What the task requires:
Restate word for word the lines of the records below, starting at the line that contains "[segment] <item>large floor" and ending at the line that contains "[segment] <item>light wood", with both of those lines included and nothing else.

Collected data:

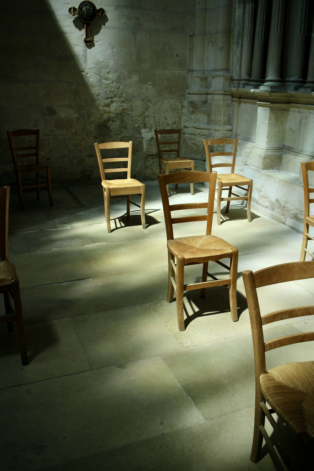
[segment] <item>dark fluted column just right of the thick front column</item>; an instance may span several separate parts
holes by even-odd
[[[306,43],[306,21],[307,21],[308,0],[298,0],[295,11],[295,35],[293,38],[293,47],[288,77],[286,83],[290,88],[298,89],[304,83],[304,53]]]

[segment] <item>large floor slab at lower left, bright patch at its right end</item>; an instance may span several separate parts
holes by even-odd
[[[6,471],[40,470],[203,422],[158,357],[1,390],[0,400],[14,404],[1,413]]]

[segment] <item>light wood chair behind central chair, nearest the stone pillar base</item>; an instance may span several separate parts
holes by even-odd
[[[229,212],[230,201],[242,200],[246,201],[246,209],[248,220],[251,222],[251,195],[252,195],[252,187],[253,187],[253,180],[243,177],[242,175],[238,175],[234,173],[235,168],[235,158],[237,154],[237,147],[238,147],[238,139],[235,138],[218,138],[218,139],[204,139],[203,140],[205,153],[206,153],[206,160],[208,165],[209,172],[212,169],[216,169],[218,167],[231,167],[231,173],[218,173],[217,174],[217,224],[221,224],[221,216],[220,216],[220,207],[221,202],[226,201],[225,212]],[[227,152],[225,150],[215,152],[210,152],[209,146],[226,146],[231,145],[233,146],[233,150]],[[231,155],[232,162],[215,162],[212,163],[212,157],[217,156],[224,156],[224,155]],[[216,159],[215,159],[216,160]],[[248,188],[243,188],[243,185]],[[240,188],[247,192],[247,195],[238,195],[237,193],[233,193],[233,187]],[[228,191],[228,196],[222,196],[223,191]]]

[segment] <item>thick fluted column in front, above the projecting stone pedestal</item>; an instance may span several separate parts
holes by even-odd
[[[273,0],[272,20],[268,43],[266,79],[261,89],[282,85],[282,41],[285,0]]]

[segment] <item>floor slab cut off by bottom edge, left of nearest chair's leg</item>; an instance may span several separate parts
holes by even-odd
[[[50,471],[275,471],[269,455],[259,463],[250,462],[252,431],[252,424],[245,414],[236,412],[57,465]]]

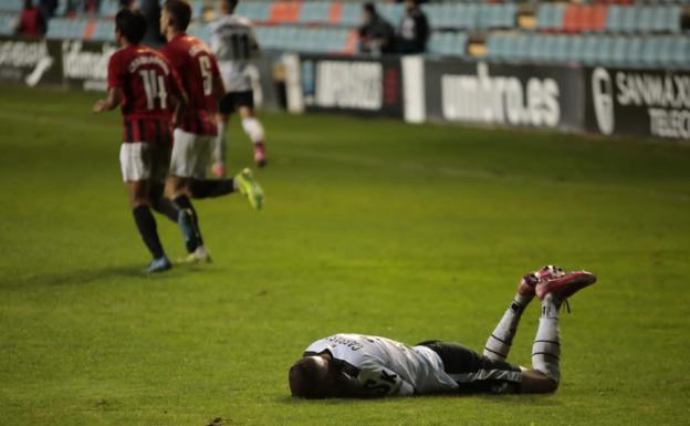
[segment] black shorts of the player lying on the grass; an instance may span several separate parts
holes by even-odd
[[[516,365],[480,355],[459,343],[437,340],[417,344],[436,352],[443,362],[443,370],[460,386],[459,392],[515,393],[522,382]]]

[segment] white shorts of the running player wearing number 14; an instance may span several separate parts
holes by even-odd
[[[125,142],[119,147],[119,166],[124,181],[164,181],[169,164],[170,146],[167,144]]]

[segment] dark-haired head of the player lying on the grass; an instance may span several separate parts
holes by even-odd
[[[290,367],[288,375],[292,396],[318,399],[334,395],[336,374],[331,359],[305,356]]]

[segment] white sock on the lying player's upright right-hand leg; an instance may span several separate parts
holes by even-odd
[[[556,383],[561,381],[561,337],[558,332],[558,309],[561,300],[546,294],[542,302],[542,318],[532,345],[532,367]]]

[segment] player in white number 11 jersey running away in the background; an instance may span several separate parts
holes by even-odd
==
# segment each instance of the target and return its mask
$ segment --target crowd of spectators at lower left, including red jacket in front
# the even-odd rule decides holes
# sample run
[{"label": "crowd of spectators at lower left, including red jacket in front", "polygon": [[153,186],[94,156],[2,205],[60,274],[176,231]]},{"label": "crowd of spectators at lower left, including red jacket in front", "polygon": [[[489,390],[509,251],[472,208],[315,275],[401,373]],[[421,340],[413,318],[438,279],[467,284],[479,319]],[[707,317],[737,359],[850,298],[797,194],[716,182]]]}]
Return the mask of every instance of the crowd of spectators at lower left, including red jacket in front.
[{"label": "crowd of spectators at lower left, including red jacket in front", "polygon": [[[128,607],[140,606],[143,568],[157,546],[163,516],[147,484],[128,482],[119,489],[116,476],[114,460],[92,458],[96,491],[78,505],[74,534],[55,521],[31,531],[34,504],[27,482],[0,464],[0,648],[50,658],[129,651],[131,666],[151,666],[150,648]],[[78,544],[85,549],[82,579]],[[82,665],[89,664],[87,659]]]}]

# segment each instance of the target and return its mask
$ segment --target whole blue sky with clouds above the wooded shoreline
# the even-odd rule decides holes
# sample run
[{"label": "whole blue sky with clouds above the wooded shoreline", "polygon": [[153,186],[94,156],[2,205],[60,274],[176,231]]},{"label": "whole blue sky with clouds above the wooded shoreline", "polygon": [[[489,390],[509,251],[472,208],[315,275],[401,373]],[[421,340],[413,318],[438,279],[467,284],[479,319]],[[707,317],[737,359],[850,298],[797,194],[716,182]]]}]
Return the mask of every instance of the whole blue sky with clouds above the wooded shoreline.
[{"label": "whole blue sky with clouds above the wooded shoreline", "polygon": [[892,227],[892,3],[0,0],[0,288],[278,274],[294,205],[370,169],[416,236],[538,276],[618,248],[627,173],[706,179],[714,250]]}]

Solution to this problem:
[segment] <item>large floor slab at lower left, bright patch at its right end</item>; an instance may span several separate parts
holes by even-odd
[[[6,471],[40,470],[203,422],[158,357],[1,390],[0,400],[14,404],[1,413]]]

[segment] <item>light wood chair behind central chair, nearest the stone pillar base</item>; an instance may span several separate parts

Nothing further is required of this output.